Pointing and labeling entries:
>> START
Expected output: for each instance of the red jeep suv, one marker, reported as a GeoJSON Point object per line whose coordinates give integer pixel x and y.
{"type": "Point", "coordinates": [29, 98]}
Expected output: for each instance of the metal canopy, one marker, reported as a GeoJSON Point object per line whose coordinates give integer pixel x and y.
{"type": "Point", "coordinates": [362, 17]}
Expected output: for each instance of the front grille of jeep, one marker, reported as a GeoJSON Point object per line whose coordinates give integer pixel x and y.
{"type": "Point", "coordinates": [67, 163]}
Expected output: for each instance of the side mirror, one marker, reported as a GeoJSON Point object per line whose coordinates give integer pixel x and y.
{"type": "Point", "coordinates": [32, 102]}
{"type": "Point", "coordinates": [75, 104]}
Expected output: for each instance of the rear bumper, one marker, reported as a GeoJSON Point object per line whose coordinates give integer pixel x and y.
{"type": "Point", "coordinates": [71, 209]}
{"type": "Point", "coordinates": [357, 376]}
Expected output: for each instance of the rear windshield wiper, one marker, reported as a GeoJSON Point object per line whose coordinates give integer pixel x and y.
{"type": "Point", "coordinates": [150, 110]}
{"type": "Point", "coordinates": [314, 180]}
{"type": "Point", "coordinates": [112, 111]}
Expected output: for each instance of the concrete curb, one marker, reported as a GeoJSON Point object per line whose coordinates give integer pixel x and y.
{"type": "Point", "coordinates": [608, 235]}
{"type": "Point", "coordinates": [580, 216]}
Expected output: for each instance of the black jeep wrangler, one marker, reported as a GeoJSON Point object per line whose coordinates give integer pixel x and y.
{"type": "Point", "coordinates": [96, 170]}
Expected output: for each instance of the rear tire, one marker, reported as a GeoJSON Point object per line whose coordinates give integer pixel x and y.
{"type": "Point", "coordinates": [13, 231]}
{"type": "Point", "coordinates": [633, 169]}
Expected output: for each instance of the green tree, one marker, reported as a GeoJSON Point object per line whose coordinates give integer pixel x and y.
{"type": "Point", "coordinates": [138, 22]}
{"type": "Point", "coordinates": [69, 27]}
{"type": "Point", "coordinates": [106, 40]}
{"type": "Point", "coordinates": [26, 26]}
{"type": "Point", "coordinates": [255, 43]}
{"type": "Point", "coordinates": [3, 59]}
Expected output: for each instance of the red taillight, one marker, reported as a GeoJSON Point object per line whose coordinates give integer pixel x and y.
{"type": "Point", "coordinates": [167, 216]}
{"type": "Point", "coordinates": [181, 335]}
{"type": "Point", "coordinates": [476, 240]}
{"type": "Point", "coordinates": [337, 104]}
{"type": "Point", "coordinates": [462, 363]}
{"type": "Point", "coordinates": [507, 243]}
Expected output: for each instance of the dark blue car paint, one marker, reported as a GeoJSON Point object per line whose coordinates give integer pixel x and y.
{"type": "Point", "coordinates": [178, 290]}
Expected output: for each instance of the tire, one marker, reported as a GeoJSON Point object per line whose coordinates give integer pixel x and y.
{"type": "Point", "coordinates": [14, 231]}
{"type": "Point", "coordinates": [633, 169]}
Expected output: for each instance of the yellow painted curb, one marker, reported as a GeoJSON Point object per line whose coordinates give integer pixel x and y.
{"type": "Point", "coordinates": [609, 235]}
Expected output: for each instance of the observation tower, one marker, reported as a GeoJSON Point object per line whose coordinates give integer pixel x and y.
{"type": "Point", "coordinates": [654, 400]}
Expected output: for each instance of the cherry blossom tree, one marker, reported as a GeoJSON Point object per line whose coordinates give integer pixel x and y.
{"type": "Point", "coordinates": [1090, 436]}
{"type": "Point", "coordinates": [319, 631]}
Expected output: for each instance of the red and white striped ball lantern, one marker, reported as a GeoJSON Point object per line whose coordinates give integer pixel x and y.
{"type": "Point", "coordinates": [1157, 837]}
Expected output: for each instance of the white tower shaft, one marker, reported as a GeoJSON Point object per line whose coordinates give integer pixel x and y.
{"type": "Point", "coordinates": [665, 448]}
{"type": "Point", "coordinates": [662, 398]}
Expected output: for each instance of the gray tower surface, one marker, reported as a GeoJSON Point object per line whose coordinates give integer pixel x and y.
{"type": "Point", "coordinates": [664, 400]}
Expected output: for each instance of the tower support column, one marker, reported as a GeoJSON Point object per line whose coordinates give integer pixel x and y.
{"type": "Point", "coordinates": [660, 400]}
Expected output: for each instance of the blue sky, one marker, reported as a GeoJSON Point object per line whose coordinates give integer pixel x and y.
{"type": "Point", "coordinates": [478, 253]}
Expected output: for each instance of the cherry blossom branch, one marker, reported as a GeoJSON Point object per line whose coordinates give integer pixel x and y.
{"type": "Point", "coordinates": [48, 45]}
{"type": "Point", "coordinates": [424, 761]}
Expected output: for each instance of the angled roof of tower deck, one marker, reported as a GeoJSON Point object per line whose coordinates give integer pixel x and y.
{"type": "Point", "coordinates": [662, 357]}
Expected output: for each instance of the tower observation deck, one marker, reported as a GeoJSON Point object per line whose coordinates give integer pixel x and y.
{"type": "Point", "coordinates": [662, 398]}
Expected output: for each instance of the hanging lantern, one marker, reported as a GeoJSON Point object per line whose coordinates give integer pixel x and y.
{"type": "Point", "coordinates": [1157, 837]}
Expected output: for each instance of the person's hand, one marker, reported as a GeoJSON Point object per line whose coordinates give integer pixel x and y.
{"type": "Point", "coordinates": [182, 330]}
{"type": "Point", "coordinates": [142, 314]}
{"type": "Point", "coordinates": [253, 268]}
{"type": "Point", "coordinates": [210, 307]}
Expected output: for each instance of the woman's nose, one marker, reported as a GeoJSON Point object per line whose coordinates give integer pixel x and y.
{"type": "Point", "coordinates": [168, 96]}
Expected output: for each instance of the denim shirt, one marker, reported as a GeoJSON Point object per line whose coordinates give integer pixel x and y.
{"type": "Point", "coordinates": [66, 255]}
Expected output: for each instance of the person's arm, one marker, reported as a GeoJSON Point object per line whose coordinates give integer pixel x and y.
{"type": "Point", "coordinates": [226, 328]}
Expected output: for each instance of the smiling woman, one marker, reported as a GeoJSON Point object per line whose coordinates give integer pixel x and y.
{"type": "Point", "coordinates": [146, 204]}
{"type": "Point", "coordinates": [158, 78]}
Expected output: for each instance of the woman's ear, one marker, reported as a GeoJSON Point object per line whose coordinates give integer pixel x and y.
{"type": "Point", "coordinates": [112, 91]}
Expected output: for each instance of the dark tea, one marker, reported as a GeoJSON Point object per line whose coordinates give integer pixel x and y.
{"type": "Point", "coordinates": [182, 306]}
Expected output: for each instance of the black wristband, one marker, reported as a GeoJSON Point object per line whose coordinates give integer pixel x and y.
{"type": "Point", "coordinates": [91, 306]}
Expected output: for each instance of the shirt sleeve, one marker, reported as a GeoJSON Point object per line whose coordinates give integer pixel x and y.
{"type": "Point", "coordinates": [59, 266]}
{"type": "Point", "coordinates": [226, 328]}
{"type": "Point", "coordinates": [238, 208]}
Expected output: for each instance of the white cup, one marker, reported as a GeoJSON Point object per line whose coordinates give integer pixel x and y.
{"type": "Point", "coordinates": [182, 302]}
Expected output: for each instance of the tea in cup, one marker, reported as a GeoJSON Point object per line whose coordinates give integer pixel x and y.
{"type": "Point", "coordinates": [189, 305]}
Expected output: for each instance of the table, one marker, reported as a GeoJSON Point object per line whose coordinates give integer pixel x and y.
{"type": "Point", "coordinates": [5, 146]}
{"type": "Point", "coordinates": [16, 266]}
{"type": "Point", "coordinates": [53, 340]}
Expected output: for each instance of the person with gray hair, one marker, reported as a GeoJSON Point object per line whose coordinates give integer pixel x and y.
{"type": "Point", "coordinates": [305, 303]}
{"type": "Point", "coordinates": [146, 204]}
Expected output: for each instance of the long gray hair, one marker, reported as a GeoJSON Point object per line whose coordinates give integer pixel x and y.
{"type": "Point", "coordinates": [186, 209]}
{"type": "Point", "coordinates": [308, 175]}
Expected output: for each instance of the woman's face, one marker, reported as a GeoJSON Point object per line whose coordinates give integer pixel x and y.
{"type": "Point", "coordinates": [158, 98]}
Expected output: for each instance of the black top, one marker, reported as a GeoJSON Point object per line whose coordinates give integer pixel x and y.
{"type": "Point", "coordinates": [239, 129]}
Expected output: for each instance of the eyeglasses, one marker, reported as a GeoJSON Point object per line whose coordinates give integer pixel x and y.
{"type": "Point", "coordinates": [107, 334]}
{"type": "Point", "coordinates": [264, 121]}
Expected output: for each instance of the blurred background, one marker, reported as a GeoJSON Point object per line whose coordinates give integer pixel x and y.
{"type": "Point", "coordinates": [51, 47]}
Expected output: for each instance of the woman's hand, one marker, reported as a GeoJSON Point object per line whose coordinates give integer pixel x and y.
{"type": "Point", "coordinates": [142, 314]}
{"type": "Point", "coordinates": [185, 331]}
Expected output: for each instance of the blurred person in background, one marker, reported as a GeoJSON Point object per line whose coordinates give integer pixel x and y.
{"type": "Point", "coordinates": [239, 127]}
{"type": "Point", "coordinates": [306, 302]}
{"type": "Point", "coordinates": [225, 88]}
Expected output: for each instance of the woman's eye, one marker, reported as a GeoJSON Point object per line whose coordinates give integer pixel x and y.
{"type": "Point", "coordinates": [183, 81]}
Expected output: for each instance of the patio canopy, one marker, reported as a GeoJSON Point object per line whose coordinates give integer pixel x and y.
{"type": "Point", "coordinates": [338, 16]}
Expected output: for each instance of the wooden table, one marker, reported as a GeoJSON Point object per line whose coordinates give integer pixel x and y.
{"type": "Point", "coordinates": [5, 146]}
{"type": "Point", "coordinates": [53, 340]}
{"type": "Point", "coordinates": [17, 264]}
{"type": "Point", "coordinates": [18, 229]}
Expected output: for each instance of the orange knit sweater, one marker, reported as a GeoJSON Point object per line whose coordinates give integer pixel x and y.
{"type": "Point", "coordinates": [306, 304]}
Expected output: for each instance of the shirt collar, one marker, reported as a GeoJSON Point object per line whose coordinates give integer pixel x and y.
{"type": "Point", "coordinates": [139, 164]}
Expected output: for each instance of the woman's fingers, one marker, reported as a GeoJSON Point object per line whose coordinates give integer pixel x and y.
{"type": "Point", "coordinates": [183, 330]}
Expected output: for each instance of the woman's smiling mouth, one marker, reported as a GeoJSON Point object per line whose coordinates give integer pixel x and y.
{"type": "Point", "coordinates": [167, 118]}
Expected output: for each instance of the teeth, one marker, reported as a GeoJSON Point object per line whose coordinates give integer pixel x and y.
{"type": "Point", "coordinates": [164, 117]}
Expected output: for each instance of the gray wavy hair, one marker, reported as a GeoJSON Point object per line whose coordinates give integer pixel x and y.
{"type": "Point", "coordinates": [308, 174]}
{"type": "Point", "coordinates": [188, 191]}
>> END
**STATED PROBLEM:** Reproduce only the lines running from the one that contains "Expected output: for each instance of the wooden" to the last line of the records.

**OUTPUT FOR THIS TASK:**
Expected output: for each instance of the wooden table, one marker, reported as a GeoJSON Point object per line whose coordinates give integer pixel x and y.
{"type": "Point", "coordinates": [5, 146]}
{"type": "Point", "coordinates": [53, 340]}
{"type": "Point", "coordinates": [17, 264]}
{"type": "Point", "coordinates": [18, 229]}
Expected output: for each instance of the orange knit sweater, one marker, reported as a GeoJSON Point object per line whose coordinates give integer pixel x and y.
{"type": "Point", "coordinates": [306, 304]}
Expected output: for each instance of the shirt collar, one marker, reported as a GeoJSON Point object per line whose coordinates give integer pixel x and y.
{"type": "Point", "coordinates": [139, 164]}
Expected output: for each instance of the woman's fingers, one marker, reported as a GeoJSON Point object per line whose coordinates give integer pixel x and y.
{"type": "Point", "coordinates": [183, 330]}
Expected output: for each instance of the woman's smiling mouth, one marker, reported as a GeoJSON Point object per line whose coordinates give integer pixel x and y.
{"type": "Point", "coordinates": [167, 118]}
Expected output: for each instance of the teeth, one marker, reported as a GeoJSON Point object per line whose coordinates give integer pixel x and y.
{"type": "Point", "coordinates": [164, 117]}
Expected output: for each instance of the gray wavy hair, one marker, reported as a GeoJSON Point object per line whose coordinates give integer pixel x and y.
{"type": "Point", "coordinates": [308, 174]}
{"type": "Point", "coordinates": [188, 191]}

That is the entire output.